For parents who have children diagnosed with jaundice, that feeling of separation during treatment might be all too familiar.
Jaundice is the yellowish color seen in the skin of many newborns when a chemical called Bilirubin builds up in the baby’s blood.
And according to the CDC, up to 60% of all newborns are diagnosed with jaundice.
Nicole and Jake King just gave birth to two baby girls Adaline and Coralie.
However, shortly after they were born, the family was informed the girls Bilirubin levels were too high, meaning both babies were diagnosed with Jaundice.
“The first 30-seconds after she was born she did get placed on my chest but they were whisked away shortly after that,” says Nicole King.
The mother of two says, the girls were forced to stay in incubators treated by multiple application of blue-light phototherapy to break down the Bilirubin in their skin.
Left untreated, could cause brain damage.
“I would definitely feel more comfortable being able to swaddle them and hold them, rather than seeing them in a closed box,” says King.
And soon, for mothers like Nicole, that could be possible.
“This shows how Snug-Lit is a wearable garment,” says Alexa Jones, Co-Founder of TheraB Medical.
Meet Alexa Jones.
With what started as a simple engineering project during a class at Michigan State University.
Now 4-years later, has turned into a full-time job.
“Having someone tell you that they really want your product is enough to make you want to follow through and make it a reality,” says Jones.
Alexa and her teammates were faced with the task of designing a new care product for children born with Jaundice.
And that’s when the idea of Snug-Lit came to life.
A portable, battery powered blanket that provides blue-light phototherapy, 360-degrees around the baby.
Offering parents a chance to hold their child during treatment.
“The turning point for us was when we started talking to a lot of mothers and nurses who interact with this everyday and we were really hearing over and over that they really wanted this product,” says Jones.
So they turned their classroom project into a real-life prototype.
Visiting more than 10-hospitals for customer research, and along the way, meeting Dr. Said Omar, Director of Regional Neonatal Intensive Care at Sparrow Hospital, who brought a medical point of view to the groups manufacturing process.
“It was a simple idea, but has a good clinical application,” says Jones.

Required action A: According to the article on newborn jaundice, what share of all newborns does the CDC say are diagnosed with jaundice?
Required action B: Write the next few sentences of the article on the Snug-Lit phototherapy blanket, starting after its final line.

Raw data:
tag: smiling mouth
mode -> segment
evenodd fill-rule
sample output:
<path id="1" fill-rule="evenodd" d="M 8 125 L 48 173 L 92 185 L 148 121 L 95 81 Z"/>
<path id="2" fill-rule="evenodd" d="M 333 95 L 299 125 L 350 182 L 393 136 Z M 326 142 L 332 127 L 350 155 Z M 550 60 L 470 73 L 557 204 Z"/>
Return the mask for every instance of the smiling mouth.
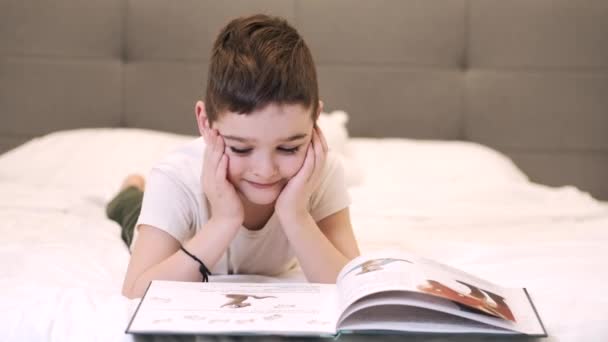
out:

Response box A: Up to 60%

Response box B:
And with a little more testing, Dr. Omar tells 6-News, Snug-Lit could be an important asset to out-patient management.
Especially since it can take up to 2-3 weeks for the Jaundice to calm down.
Dr. Omar says when the degree of Jaundice is too high, current treatment options include an overhead blue light and an underneith billi-blanket to increase the coverage area, so a blanket like snug-lit, could replace both.
“You can have your child, and if grandma wants to hold the baby across the room, you just walk across and give the baby to grandma without having to cart around this entire device throughout your home,” says Jones.
Alexa believes, one advantage that kept her going is the bond it gives back to the parent and child.
“It gets rid of the separation that you would encounter if you’re child is in an incubator under the lights, or if they have several billi-blankets around them it’s really difficult to hold them and nurture them and breast-feed,” says Jones.
But one of the biggest benefits, is newborns wouldn’t have to wear protective eye-covering during treatment.
A benefit, Nicole agrees, would be nice to have.
“It would be amazing, considering the fact that I still have not held her, she was born on saturday and i still haven’t held her, I saw her face for the first time yesterday but dad’s the only one that’s held her,” says King.
Within the last year, Alexa and her team have been finishing product development, narrowing down the best designs to build a new prototype.
Their goal, to see Snug-Lit in hospitals and homes around the world by the beginning of next year.
Because they believe, the first few moments of your child’s life, should be in your arms.